[Stored items from a collection]
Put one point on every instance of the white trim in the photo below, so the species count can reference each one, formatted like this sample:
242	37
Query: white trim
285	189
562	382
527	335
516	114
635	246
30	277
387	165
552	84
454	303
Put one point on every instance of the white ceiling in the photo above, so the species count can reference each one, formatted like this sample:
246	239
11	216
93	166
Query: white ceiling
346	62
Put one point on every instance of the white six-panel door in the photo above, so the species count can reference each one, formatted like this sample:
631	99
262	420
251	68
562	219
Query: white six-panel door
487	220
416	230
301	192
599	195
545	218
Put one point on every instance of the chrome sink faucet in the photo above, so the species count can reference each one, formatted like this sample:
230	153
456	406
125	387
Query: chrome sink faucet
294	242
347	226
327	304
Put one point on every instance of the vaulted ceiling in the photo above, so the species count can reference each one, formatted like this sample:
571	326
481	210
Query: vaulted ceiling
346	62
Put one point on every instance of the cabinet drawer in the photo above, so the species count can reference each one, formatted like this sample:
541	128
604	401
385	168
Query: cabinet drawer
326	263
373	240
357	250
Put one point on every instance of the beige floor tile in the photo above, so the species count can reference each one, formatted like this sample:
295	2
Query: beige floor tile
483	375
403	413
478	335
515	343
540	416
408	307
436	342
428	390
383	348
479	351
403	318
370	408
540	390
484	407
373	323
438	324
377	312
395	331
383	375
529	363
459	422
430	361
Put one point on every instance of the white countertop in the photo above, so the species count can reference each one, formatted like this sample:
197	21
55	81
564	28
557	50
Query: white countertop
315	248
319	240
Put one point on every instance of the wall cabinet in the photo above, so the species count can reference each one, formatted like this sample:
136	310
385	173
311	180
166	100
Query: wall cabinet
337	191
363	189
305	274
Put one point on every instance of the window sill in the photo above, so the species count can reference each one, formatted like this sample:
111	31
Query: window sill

▸ **Your objective**:
Would you reproduce the material above in full, exactly as given?

▸ **Result of the exercise**:
Put one point on every instance of the white trim in the photo below, so the species count can reference each one, formatted like this sample:
242	37
Query: white trim
285	189
562	382
527	335
516	114
635	246
30	277
387	165
552	84
454	303
Put one point on every instance of the white ceiling in the photo above, so the species count can reference each one, formatted like this sample:
246	239
11	216
93	166
Query: white ceiling
346	62
Put one point on every instance of the white six-panel door in the photo above, so the species count can reference each one, formatted like this sample:
631	99
262	420
251	68
562	219
Query: white six-panel door
487	220
416	230
301	192
599	195
545	218
Put one point on every instance of the chrome sink faucet in the photo above, so the species count can reference each one, formatted like this sample:
230	153
456	406
125	387
Query: chrome sink faucet
294	242
347	226
327	304
Put one point on every instance of the vaulted ceiling in the photo above, so the species count can reference each one, formatted like this sample:
571	326
481	210
Query: vaulted ceiling
346	62
Put one point on every instance of the cabinet drawer in the photo above, so the species count can reference each one, formatted like this sample:
541	128
604	401
385	168
Query: cabinet drawer
326	263
373	240
357	250
Put one point on every instance of the beige floor tile in the photo above, so the species count can reference each one, formatted like this sample:
295	2
Query: beige floor tile
483	375
403	413
478	335
515	343
540	416
408	307
436	342
428	390
383	348
479	351
403	318
370	408
540	390
484	407
373	323
438	324
377	312
395	331
383	375
529	363
459	422
430	361
Put one point on every instance of the white countertop in the photo above, so the species count can reference each one, formatted like this sample:
197	21
55	81
564	28
557	50
Query: white countertop
315	248
319	240
Put one point on every instance of the wall cabinet in the photo above, so the species count can reference each one, formatted like this sample:
136	310
385	173
311	180
166	100
Query: wall cabinet
337	191
363	189
305	274
Put one point on every instance of the window sill in the photo above, so the species count can reference each one, formatted like this sample:
111	31
Query: window sill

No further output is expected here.